### Brano proposto ###
L’idea (sulle prime assai peregrina) di Mayer Amschel Bauer consiste nel finanziare il Re (in oro) a patto che questi gli affidi il compito esclusivo di esattore delle imposte, ferma restando la facoltà del finanziatore di negoziare i certificati di deposito equivalenti su piazze diverse.
Il progetto è geniale, ma per realizzarlo occorre entrare nel giro della “Judengasse”, dove l’oro si scambia col denaro liquido in cospicue quantità e ben oltre la competenza di meno nobili strozzini che prosperano nei vicoli adiacenti.

Nel salto di qualità è anche opportuno assumere un nuovo cognome, che (per legge) si deve cambiare. Lo suggerisce uno scudo rosso (Roth-Schild), simbolo che troneggia sopra la vecchia bottega del banco dei pegni. Mayer Amschel diventa Rothschild. Ma è solo il primo passo. Occorre coinvolgere i grandi “Gold Dealers” di Francoforte, invitandoli a impiegare i loro sostanziosi capitali in operazioni più redditizie (rispetto a quelle correnti e limitate alla sola piazza della città sul Meno). Maestro nell’arte della persuasione e assai dotato di fiuto diplomatico, Rothschild instaura una sorta di colossale gioco senza frontiere, puntando l’intera posta sul tallone d’Achille delle grandi potenze, il bilancio.
###
Attività da svolgere>
(A) Nel brano su Rothschild, riscrivi la parte che si apre con le parole "Nel salto di" e si chiude con "potenze, il bilancio.", sostituendo "scudo rosso" con "stemma rosso".
(B) Riprendi il brano su Rothschild e proseguilo dopo l'ultima frase.
### Dati forniti ###
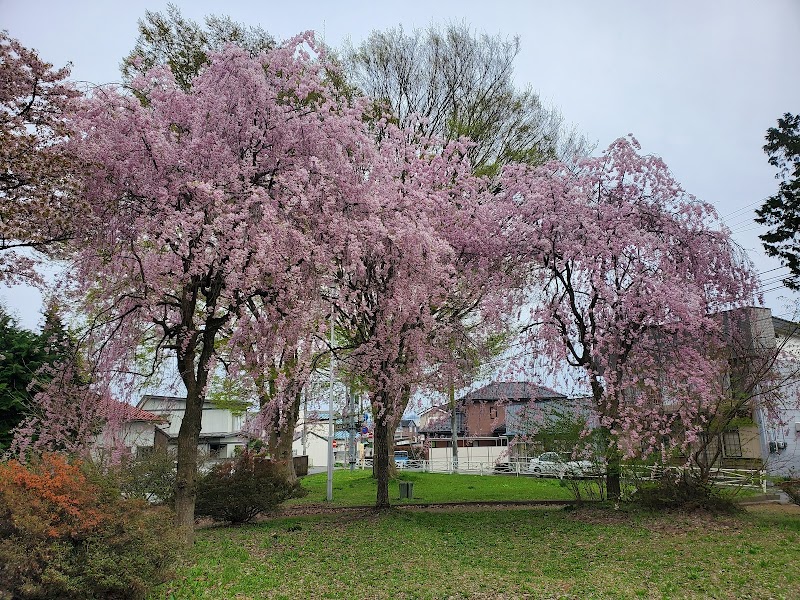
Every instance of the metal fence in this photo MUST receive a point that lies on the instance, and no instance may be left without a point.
(745, 478)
###
Risposte per attività>
(A)
Nel salto di qualità è anche opportuno assumere un nuovo cognome, che (per legge) si deve cambiare. Lo suggerisce uno stemma rosso (Roth-Schild), simbolo che troneggia sopra la vecchia bottega del banco dei pegni. Mayer Amschel diventa Rothschild. Ma è solo il primo passo. Occorre coinvolgere i grandi “Gold Dealers” di Francoforte, invitandoli a impiegare i loro sostanziosi capitali in operazioni più redditizie (rispetto a quelle correnti e limitate alla sola piazza della città sul Meno). Maestro nell’arte della persuasione e assai dotato di fiuto diplomatico, Rothschild instaura una sorta di colossale gioco senza frontiere, puntando l’intera posta sul tallone d’Achille delle grandi potenze, il bilancio.

(B)
Pretese imperialistiche e fermenti sociali non sono per lui che segnali indicatori del giusto investimento dei crescenti capitali di cui egli può gradualmente disporre.

L’oro è “moneta” internazionale, capace di comprare popoli e sovrani e di sostituirsi alle banconote correnti (lo sanno i monarchi sognatori e i rivoluzionari che rincorrono utopie). Ma può diventare un vincolo o costituire viceversa credenziale necessaria (e non sempre, sufficiente) alle manovre finanziarie che le circostanze politiche possono giustificare. Tutte cose che Rothschild intuisce, prevedendo possibilità di guadagno sulla convertibilità della moneta, ma lucrando anche sulla negoziazione dei certificati di deposito che l’equivalente in oro dovrebbero rappresentare. Fra controversie mai pienamente definite, nasce così il gold-standard.

Ma il dubbio sulla concreta esistenza d’una riserva aurea (corrispondente alla circolante moneta) è secolare, come del resto quello sulla variabilità del rapporto oro/moneta.
L’idea del Rothschild diventa comunque, nell’Europa rivoluzionaria e nei decenni a venire, criterio monetario, in base al quale si crea moneta e si lucra sul gettito fiscale.
Questo è possibile anche quando dell’oro non si dispone (o se ne è perso il possesso). Come?
Contrattando i certificati di deposito equivalenti alle Borse di Parigi, Londra e Francoforte, per farne fra l’altro riserva sostitutiva che giustifichi l’emissione di altre banconote (nel linguaggio Fed, “legal tender”), cioè denaro d’uso corrente.

Nella circostanza (al tempo dell’”illuminato” Mayer Amschel) si prospetta al Re l’opportunità di tutelare la difesa del Regno, acquistando armamenti.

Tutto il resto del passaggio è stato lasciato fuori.